§ **Exercise description**: Copy the data exactly. Images are the one exception.

§ **Data for review**:
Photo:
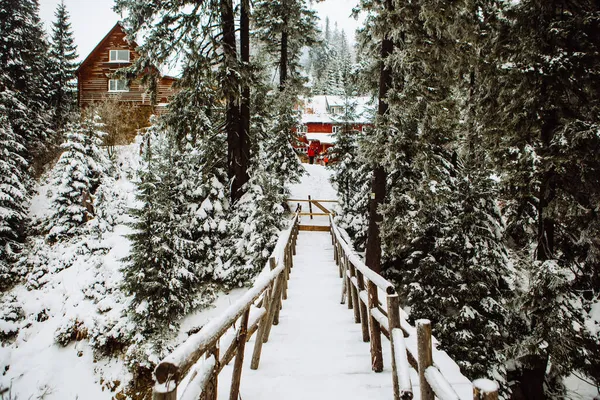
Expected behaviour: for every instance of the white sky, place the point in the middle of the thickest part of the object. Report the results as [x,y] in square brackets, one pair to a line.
[92,19]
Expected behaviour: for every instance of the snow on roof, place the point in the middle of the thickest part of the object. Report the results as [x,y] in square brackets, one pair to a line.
[317,109]
[322,137]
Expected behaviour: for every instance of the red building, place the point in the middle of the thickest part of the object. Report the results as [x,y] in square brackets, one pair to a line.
[323,116]
[96,80]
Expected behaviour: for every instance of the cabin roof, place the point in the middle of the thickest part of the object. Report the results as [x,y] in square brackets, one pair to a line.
[316,109]
[117,26]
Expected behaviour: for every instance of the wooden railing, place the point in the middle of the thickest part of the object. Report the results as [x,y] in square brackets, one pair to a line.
[256,311]
[438,374]
[317,203]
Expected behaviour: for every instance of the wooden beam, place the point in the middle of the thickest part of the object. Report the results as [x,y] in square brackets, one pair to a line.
[314,228]
[319,206]
[306,201]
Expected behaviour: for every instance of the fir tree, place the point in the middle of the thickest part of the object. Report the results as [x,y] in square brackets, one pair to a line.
[13,200]
[204,46]
[78,174]
[351,177]
[156,275]
[537,106]
[23,67]
[285,26]
[256,223]
[63,56]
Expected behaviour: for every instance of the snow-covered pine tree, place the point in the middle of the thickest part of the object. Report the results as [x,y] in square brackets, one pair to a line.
[159,284]
[13,199]
[279,159]
[257,220]
[24,71]
[78,174]
[62,78]
[203,45]
[537,105]
[351,177]
[440,220]
[293,25]
[285,27]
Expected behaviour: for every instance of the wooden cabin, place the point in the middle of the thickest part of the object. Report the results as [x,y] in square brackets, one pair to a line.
[322,117]
[96,81]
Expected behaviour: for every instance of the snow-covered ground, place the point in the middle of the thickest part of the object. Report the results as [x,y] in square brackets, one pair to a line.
[316,351]
[73,291]
[315,183]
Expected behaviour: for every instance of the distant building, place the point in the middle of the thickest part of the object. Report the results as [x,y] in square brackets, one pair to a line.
[323,116]
[96,80]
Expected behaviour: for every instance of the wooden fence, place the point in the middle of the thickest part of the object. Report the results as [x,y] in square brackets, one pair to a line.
[256,311]
[410,346]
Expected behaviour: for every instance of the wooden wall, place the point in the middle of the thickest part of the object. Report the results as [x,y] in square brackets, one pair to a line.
[96,71]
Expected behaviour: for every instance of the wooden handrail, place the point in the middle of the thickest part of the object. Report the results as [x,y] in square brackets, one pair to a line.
[306,201]
[408,344]
[367,272]
[173,368]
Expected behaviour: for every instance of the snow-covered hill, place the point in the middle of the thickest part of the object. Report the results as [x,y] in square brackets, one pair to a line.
[57,326]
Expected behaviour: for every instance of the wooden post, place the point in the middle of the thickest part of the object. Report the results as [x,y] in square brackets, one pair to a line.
[354,293]
[275,306]
[485,389]
[172,395]
[264,327]
[393,305]
[376,353]
[425,356]
[348,282]
[364,313]
[335,252]
[343,295]
[341,256]
[285,272]
[212,388]
[239,358]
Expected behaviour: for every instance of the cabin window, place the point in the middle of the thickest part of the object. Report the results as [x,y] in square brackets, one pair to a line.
[118,85]
[119,56]
[336,110]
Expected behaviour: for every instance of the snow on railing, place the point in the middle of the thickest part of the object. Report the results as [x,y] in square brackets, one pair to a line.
[256,311]
[439,376]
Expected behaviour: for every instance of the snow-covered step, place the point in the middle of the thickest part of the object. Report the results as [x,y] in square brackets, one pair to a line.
[316,351]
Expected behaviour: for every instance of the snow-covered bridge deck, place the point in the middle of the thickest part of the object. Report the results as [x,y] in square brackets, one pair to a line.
[316,351]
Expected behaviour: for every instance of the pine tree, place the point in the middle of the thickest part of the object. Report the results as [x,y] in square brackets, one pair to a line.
[537,105]
[256,223]
[78,174]
[63,56]
[286,26]
[209,47]
[23,67]
[160,272]
[441,231]
[13,199]
[351,177]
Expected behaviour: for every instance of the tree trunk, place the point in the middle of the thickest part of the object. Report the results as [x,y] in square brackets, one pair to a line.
[245,104]
[378,189]
[237,169]
[283,60]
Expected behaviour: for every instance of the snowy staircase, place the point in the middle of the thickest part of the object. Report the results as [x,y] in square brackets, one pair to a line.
[315,351]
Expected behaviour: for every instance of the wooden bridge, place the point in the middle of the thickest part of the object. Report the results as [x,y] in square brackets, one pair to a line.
[284,325]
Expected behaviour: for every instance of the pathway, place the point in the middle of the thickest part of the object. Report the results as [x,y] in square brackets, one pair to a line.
[316,351]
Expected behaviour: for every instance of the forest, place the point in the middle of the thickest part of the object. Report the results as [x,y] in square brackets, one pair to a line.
[476,190]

§ **Task answer**:
Photo:
Expected behaviour: for every instance of the white sky, place the point in the middle of the thickest part of the object. Report the results as [x,y] in square brackets, one pair to a line.
[92,19]
Expected behaviour: for every instance of the snow on roof, place the point in the middle of the thickest part of the object. Report the results as [x,y] in square brackets, one pair to a line.
[317,109]
[322,137]
Expected behaviour: for every instance of the red building, place the point in the middle of the thickest part of the object. Report the results as [x,y] in square brackets, one pair to a line.
[323,116]
[96,80]
Expected behaviour: for every instance of the cabin roof, place the point in the middle of the thickest part of the object. Report the results as [x,y] in square brackets, one pair to a line.
[316,109]
[117,26]
Expected behaviour: for every instance of the wooden railing, place the point in the middle of the thickest part of the object. Report the results as [x,y] in square brackets, one pair to a line.
[256,311]
[438,374]
[317,203]
Expected behaviour: for every instance of the wooden beam, place the point in the middle of the thickest part of the object. Report the results as [x,y] in square brackets, one pair to a line.
[314,228]
[319,206]
[306,201]
Expected behaviour: for every instance of the fir tree, place the point in the middle of the thickest part of the object. Report the results as [x,y] in square brackets, one pair to a line.
[13,200]
[204,46]
[78,174]
[351,177]
[156,275]
[537,106]
[23,67]
[285,26]
[256,223]
[63,56]
Expected behaviour: for every instance of the snow-covered pine tree, place the point in the middle of the thickest part of the object. Report the results as [x,y] in square brackets, one pair to a line.
[159,284]
[13,199]
[279,159]
[257,220]
[24,71]
[78,174]
[62,78]
[203,45]
[537,105]
[351,177]
[440,220]
[293,25]
[285,27]
Expected behaviour: for every instance of the wooden cabin, place the point in the middle of the thickest part of the object. Report the results as [x,y] in square brackets, one pair to a line.
[322,117]
[96,81]
Expected behaviour: for every instance of the snow-covered ground, place the point in the middle of the thickest part of the object. Report the results as [x,y] in square brackets, one pair to a line.
[316,351]
[73,291]
[315,183]
Expected behaviour: for every instance of the distant building, place the point in the middle of the thickest part of the object. Report the results as [x,y] in square brackets, one pair to a line.
[323,116]
[96,80]
Expected behaviour: for every instance of the wooden fence, place the point in the middle of the thickest part of the object. Report the results as [x,y] in square brackets, one pair to a line.
[256,311]
[410,346]
Expected behaviour: for every instance of the wooden wall, place the point in the middle of the thickest part of the object. Report the results as [x,y] in square brackets, one pair to a line.
[96,71]
Expected behaviour: for every instance of the wooden handrail, place the point in the middle of the thickest part of the object. Report the results as [x,y] in square brackets, one pair to a line.
[306,201]
[408,344]
[367,272]
[173,368]
Expected behaviour: for every instance of the snow-covered hill, place the point in the middle of the thickest part of the object. Report the results as [x,y] in square brackets, one pair to a line.
[57,326]
Expected behaviour: for every instance of the wooden post, place the point in the middle of the thickest part of the object. Report the results as [x,y] in square brackets, one pair to a line.
[354,293]
[275,306]
[485,389]
[172,395]
[264,327]
[393,305]
[376,353]
[425,356]
[348,282]
[364,313]
[335,252]
[343,295]
[341,256]
[285,272]
[212,388]
[239,358]
Expected behaviour: for every instance of the cabin window, place the point in the middle of the thickest part of the object. Report the results as [x,y] in square brackets, one pair to a line.
[118,85]
[119,56]
[336,110]
Expected behaviour: for every instance of the snow on railing, place the point in the middle of the thickest part of the object. Report the results as [x,y] in square brackets, one pair to a line.
[256,311]
[439,376]
Expected behaviour: for every instance of the snow-covered step, place the point in the middle of the thickest part of the object. Report the results as [x,y] in square brackets, one pair to a line.
[316,351]
Expected behaviour: for every instance of the snow-covered bridge deck, place the point in the middle of the thickest part of the object. Report the results as [x,y] in square brackets, one pair to a line.
[316,351]
Expected behaviour: for every instance of the pine tree, place the point in the middle of the thickest part of the object. Report the results as [x,y] in square brackets, one pair to a line.
[537,105]
[256,223]
[78,174]
[63,56]
[286,26]
[209,47]
[23,67]
[160,272]
[441,231]
[13,199]
[351,177]
Expected behaviour: for every instance of the tree trunk, place the point in the middle of the thickest part of the object. Report the results as [x,y] in square brackets, one pair to a line.
[245,104]
[378,189]
[237,169]
[283,60]
Expected behaviour: for every instance of the snowy staircase, place the point in the middle of the thickest part of the object. Report the results as [x,y] in square brackets, one pair to a line.
[315,351]
Expected behaviour: for every instance of the wooden bridge, place the point in the middle of the thickest part of the object. Report the results as [x,y] in square brackets, one pair to a line.
[284,325]
Expected behaviour: for every instance of the pathway, place the point in the middle of the thickest part of the object. Report the results as [x,y] in square brackets, one pair to a line.
[316,351]
Expected behaviour: for every instance of the forest, place the point in the middle of the thickest part of the object. Report the results as [x,y] in square brackets, one pair to a line.
[476,190]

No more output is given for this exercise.